* Your objective: Copy each line, word for word, from the one with "Please segment every instance of the white" through the final line of the listing, but skip the pictures.

======== Data in this exercise ========

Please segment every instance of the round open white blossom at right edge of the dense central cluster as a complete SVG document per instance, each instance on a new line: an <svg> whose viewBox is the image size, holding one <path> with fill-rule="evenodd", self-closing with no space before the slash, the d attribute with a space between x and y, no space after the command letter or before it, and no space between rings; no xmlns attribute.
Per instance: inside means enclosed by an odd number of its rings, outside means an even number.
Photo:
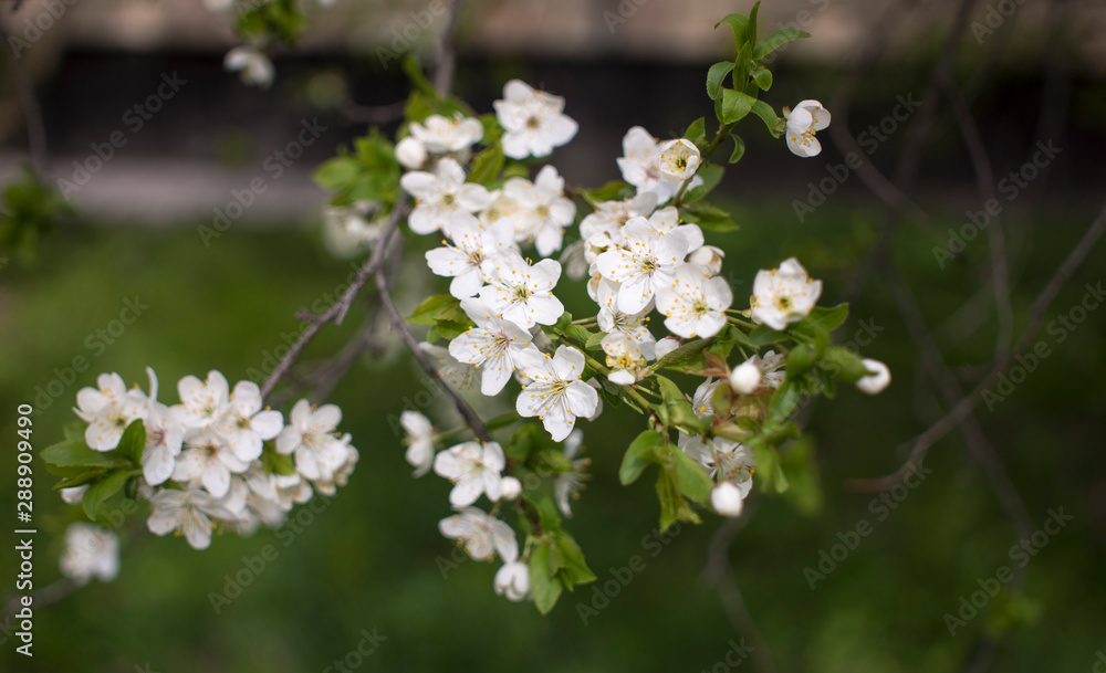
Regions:
<svg viewBox="0 0 1106 673"><path fill-rule="evenodd" d="M676 270L671 285L657 288L657 309L665 314L665 327L686 338L712 337L726 327L726 309L733 292L724 278L711 276L698 264Z"/></svg>

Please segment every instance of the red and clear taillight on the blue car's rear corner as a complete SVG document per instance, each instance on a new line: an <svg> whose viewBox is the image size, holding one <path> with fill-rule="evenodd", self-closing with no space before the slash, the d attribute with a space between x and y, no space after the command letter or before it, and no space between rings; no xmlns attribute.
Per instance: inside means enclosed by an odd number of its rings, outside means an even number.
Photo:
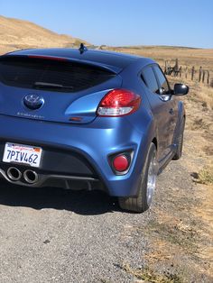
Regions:
<svg viewBox="0 0 213 283"><path fill-rule="evenodd" d="M141 96L126 89L109 91L97 107L97 115L117 117L134 113L141 104Z"/></svg>

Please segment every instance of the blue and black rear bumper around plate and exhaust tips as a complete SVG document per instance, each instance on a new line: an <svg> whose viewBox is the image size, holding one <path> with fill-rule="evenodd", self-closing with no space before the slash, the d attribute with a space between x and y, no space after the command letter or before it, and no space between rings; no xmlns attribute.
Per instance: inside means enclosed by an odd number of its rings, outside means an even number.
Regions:
<svg viewBox="0 0 213 283"><path fill-rule="evenodd" d="M15 182L17 185L96 188L106 190L110 196L137 195L149 142L147 134L136 131L128 119L97 118L93 123L76 125L0 115L0 129L1 160L5 142L40 146L44 152L41 168L33 169L39 174L39 181L29 185L20 179ZM134 156L128 173L116 176L107 157L122 151L134 151ZM0 175L7 180L9 166L22 173L32 169L0 161Z"/></svg>

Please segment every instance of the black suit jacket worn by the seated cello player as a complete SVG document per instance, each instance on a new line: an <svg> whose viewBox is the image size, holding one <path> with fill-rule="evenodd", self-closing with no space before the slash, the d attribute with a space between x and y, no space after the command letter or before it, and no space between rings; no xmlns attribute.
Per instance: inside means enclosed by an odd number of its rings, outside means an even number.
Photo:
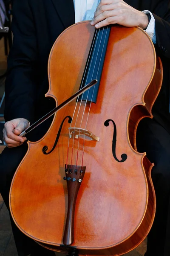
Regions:
<svg viewBox="0 0 170 256"><path fill-rule="evenodd" d="M166 126L169 122L170 1L126 2L136 9L153 12L156 20L156 49L164 64L164 86L154 113ZM53 100L44 96L48 91L48 55L59 34L74 24L74 15L73 0L14 0L14 41L8 56L6 79L6 121L23 117L34 122L54 107Z"/></svg>

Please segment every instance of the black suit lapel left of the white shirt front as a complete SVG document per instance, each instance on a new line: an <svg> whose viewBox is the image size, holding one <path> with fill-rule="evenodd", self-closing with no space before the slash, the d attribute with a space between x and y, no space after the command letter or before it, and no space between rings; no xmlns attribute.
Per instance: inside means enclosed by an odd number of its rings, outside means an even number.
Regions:
<svg viewBox="0 0 170 256"><path fill-rule="evenodd" d="M68 28L75 23L75 12L73 0L51 0L59 15L63 26Z"/></svg>

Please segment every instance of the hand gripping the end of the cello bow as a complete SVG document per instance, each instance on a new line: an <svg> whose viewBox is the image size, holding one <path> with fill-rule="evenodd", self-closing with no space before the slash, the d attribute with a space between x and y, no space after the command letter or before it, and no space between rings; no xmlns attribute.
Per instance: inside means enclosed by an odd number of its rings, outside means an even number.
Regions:
<svg viewBox="0 0 170 256"><path fill-rule="evenodd" d="M20 146L26 141L26 137L20 137L20 133L29 127L29 122L25 118L17 118L8 121L4 125L3 139L8 148Z"/></svg>

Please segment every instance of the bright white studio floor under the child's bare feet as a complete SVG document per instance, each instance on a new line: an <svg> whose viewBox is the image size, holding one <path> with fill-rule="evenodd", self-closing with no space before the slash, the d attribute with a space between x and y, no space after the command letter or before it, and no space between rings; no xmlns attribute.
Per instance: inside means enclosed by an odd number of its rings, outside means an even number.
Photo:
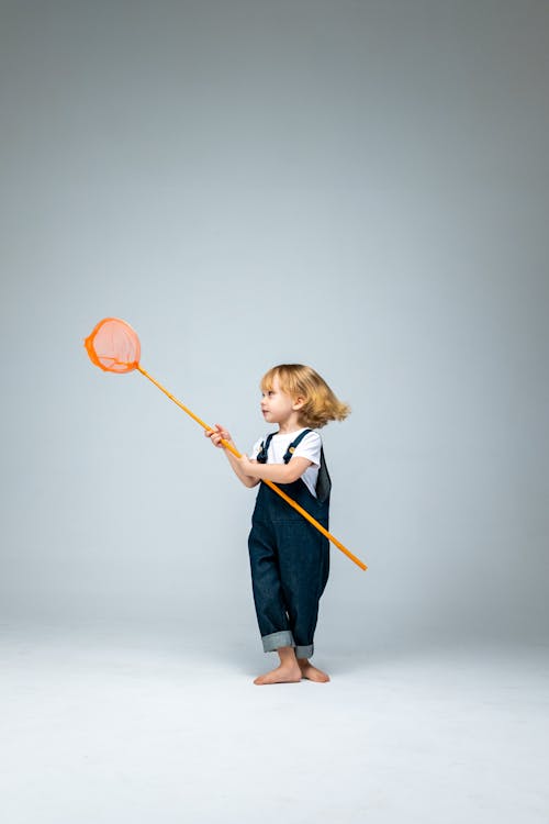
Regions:
<svg viewBox="0 0 549 824"><path fill-rule="evenodd" d="M7 824L548 824L547 648L271 656L3 626ZM328 665L317 660L318 666Z"/></svg>

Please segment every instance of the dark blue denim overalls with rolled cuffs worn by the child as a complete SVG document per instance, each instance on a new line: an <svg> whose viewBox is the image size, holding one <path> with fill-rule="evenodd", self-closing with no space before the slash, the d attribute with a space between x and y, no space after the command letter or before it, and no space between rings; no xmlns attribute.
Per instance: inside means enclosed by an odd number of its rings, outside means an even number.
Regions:
<svg viewBox="0 0 549 824"><path fill-rule="evenodd" d="M288 447L284 464L305 435L305 430ZM271 433L257 456L267 463ZM277 483L280 489L328 528L332 481L321 452L315 498L301 478ZM293 506L261 481L251 516L248 538L251 586L264 650L295 647L298 658L313 655L313 636L318 601L329 572L329 542Z"/></svg>

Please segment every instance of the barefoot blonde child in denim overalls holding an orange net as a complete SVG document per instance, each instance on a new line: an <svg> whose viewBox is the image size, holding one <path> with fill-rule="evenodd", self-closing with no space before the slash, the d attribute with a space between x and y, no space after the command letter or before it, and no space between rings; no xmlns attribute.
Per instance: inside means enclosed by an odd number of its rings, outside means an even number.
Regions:
<svg viewBox="0 0 549 824"><path fill-rule="evenodd" d="M278 424L254 445L251 457L225 455L240 481L256 487L270 480L326 530L330 480L322 439L312 428L343 421L350 412L309 366L274 366L261 380L261 412ZM220 447L231 434L220 424L205 432ZM234 445L234 444L233 444ZM261 483L248 538L251 583L264 650L277 652L280 665L254 683L329 681L310 662L318 601L329 570L329 543L293 506Z"/></svg>

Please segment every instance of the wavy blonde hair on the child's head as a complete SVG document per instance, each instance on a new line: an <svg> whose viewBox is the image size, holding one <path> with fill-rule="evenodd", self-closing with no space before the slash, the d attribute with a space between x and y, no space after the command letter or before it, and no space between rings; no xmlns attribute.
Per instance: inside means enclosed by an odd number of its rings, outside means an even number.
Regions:
<svg viewBox="0 0 549 824"><path fill-rule="evenodd" d="M261 390L272 389L274 377L280 389L292 398L304 398L299 410L300 423L320 430L329 421L344 421L350 413L350 407L338 400L324 378L310 366L302 364L280 364L273 366L261 378Z"/></svg>

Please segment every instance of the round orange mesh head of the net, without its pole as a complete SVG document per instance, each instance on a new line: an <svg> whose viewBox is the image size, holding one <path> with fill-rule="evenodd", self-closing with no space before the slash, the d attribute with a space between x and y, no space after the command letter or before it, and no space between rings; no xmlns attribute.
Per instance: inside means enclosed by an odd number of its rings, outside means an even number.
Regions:
<svg viewBox="0 0 549 824"><path fill-rule="evenodd" d="M104 318L83 342L90 360L107 372L131 372L139 365L137 333L120 318Z"/></svg>

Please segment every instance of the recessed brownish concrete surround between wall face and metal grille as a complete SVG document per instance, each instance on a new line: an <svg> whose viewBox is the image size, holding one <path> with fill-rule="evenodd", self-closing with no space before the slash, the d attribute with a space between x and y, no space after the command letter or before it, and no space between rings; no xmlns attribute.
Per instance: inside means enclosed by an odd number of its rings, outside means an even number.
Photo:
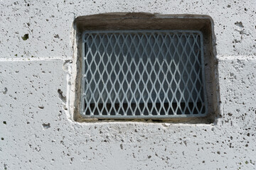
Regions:
<svg viewBox="0 0 256 170"><path fill-rule="evenodd" d="M214 23L210 16L197 14L159 13L98 13L78 16L73 21L72 72L68 80L67 110L75 122L97 121L154 121L168 123L213 123L220 118L220 88ZM115 119L83 118L80 114L80 85L82 72L82 33L85 30L200 30L203 33L203 57L206 74L208 115L197 118Z"/></svg>

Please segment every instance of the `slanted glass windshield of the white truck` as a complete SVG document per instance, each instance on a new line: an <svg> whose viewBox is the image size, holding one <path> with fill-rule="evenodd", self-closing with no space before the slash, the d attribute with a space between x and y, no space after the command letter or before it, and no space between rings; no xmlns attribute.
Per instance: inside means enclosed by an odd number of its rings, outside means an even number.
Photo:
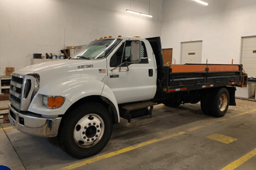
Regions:
<svg viewBox="0 0 256 170"><path fill-rule="evenodd" d="M102 59L105 58L121 39L99 39L90 42L78 53L74 53L71 59Z"/></svg>

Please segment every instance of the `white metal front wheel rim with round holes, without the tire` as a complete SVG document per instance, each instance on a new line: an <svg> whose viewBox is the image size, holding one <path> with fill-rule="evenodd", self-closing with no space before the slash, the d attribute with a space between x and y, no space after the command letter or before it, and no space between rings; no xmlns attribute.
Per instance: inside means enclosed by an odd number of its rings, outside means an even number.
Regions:
<svg viewBox="0 0 256 170"><path fill-rule="evenodd" d="M97 144L104 134L105 124L97 114L81 117L74 127L74 141L82 148Z"/></svg>

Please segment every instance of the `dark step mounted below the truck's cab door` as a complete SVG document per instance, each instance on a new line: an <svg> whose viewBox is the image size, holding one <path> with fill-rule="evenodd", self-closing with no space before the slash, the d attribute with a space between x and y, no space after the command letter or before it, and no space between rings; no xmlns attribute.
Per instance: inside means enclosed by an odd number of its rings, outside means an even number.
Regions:
<svg viewBox="0 0 256 170"><path fill-rule="evenodd" d="M128 120L128 123L130 123L130 120L133 118L143 117L146 115L149 115L150 117L152 117L152 110L154 105L157 105L157 104L150 101L146 101L138 104L125 105L122 107L124 111L120 113L120 117L123 117L126 120ZM150 109L148 109L148 107L150 107Z"/></svg>

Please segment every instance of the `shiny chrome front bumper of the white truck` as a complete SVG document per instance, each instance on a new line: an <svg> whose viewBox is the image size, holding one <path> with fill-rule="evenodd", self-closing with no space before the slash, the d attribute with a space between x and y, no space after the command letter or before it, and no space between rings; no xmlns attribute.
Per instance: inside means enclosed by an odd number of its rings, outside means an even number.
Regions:
<svg viewBox="0 0 256 170"><path fill-rule="evenodd" d="M9 104L9 119L11 124L25 134L41 137L55 137L59 130L62 117L43 118L21 114Z"/></svg>

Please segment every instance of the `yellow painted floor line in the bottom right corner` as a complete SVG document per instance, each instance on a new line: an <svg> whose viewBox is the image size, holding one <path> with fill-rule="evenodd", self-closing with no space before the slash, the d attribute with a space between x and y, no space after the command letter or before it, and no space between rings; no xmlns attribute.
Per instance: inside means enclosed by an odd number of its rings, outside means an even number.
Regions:
<svg viewBox="0 0 256 170"><path fill-rule="evenodd" d="M249 153L242 156L241 158L238 158L236 161L234 161L234 162L230 163L229 165L225 166L221 170L233 170L233 169L239 167L240 165L244 164L244 162L247 162L249 159L251 159L255 155L256 155L256 148L254 148L254 150L250 151Z"/></svg>

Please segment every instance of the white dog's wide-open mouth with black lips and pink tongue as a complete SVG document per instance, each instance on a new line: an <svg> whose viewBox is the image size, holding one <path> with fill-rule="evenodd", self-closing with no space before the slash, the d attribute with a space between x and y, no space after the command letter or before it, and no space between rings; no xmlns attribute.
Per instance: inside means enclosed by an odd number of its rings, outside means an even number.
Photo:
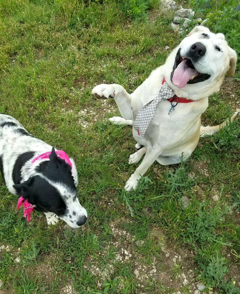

========

* Written response:
Please segment every instance of the white dog's wide-open mouth with black lips and pink tongue as a complete SVG document per instance, each instance on a new line: an <svg> whose viewBox is the image size, holding one <path> with fill-rule="evenodd", self-closing with no space before the slash, the d attribute with a space between x and y, no space after the command letter or before it, and no space between rings; no xmlns attribute.
Per instance: inside means enclosed by an odd number of its rings, outside means an even number.
Photo:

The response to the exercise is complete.